-- Task requirements --
Starting at the line with "Could you please locate the illuminated city", please copy the material below word for word and stop after the line with "[0,106,32,146]". Omit any pictures from your answer.

-- Supplied entries --
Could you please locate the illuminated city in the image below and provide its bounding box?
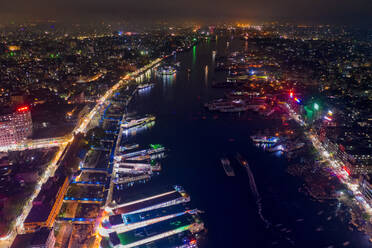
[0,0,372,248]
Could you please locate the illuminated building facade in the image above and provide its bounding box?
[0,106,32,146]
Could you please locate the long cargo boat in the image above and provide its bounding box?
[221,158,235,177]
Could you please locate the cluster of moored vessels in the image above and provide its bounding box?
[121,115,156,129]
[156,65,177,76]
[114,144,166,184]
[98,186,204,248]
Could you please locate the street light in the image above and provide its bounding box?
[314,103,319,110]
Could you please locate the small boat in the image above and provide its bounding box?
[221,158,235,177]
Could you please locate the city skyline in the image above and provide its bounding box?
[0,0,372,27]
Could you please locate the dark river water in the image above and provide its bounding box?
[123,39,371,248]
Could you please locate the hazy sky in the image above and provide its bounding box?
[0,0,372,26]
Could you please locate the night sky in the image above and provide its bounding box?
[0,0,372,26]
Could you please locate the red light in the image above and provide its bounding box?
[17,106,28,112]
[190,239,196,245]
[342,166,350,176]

---

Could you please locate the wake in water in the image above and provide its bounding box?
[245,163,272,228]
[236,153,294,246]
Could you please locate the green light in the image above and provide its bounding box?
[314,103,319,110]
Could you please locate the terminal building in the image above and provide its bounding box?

-- Written answer --
Could you please locate the illuminated city in the image below and provide its bounding box?
[0,0,372,248]
Could you please locate the illuminated building facade in the image above and provide its bounding box?
[0,106,32,146]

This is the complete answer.